== Selected passage ==
# # # # #

Finally, the unconditional survival function can be obtained by taking expectation of \(P(T_S>t|R=r,V=v)\) in (22) with respect to the joint distribution of \((R,V)\):

$$\begin{aligned} P(T_S>t)&= \int _{0}^{\infty }\int _{0}^{\infty } I(r-vt>0)\exp \Big \{-\int _{0}^{t}{\bar{M}}(r-vx)\lambda (x)dx\Big \}h(v)g(r)dvdr\\&= \int _{0}^{\infty }\int _{0}^{r/t} \exp \Big \{-\int _{0}^{t}{\bar{M}}(r-vx)\lambda (x)dx\Big \}h(v)g(r)dvdr. \end{aligned}$$

By applying Leibniz rule, the failure rate function of a system \(\lambda _S(t)\) is

$$\begin{aligned} \lambda _S(t)&= -\frac{P'(T_S>t)}{P(T_S>t)}=\frac{\int _{0}^{\infty } \frac{r}{t^2}\exp \Big \{-\int _{0}^{t}{\bar{M}}(r-\frac{r}{t}x)\lambda (x)dx \Big \}h(\frac{r}{t})g(r)dr}{\int _{0}^{\infty }\int _{0}^{r/t} \exp \Big \{-\int _{0}^{t}{\bar{M}}(r-vx)\lambda (x)dx\Big \}h(v)g(r)dvdr} \\&+\,\frac{ \lambda (t) \int _{0}^{\infty }\int _{0}^{r/t}{\bar{M}}(r-vt)\exp \Big \{-\int _{0}^{t}{\bar{M}}(r-vx)\lambda (x)dx\Big \}h(v)g(r)dvdr}{\int _{0}^{\infty }\int _{0}^{r/t} \exp \Big \{-\int _{0}^{t}{\bar{M}}(r-vx)\lambda (x)dx\Big \}h(v)g(r)dvdr}. \end{aligned}$$

# # # # #

== Extracted material ==
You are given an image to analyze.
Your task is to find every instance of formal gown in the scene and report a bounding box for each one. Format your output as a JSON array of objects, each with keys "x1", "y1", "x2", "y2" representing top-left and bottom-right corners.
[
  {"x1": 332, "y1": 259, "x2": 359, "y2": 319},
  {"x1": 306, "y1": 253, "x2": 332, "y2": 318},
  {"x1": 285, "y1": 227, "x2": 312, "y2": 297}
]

# # # # #

== Directive 1 ==
In the passage on the survival function, which rule is applied to obtain the failure rate function of a system?
== Directive 2 ==
Reproduce the records word for word, with nothing left out.

== Correct result 1 ==
The Leibniz rule.

== Correct result 2 ==
You are given an image to analyze.
Your task is to find every instance of formal gown in the scene and report a bounding box for each one. Format your output as a JSON array of objects, each with keys "x1", "y1", "x2", "y2" representing top-left and bottom-right corners.
[
  {"x1": 332, "y1": 259, "x2": 359, "y2": 319},
  {"x1": 306, "y1": 253, "x2": 332, "y2": 318},
  {"x1": 285, "y1": 227, "x2": 312, "y2": 297}
]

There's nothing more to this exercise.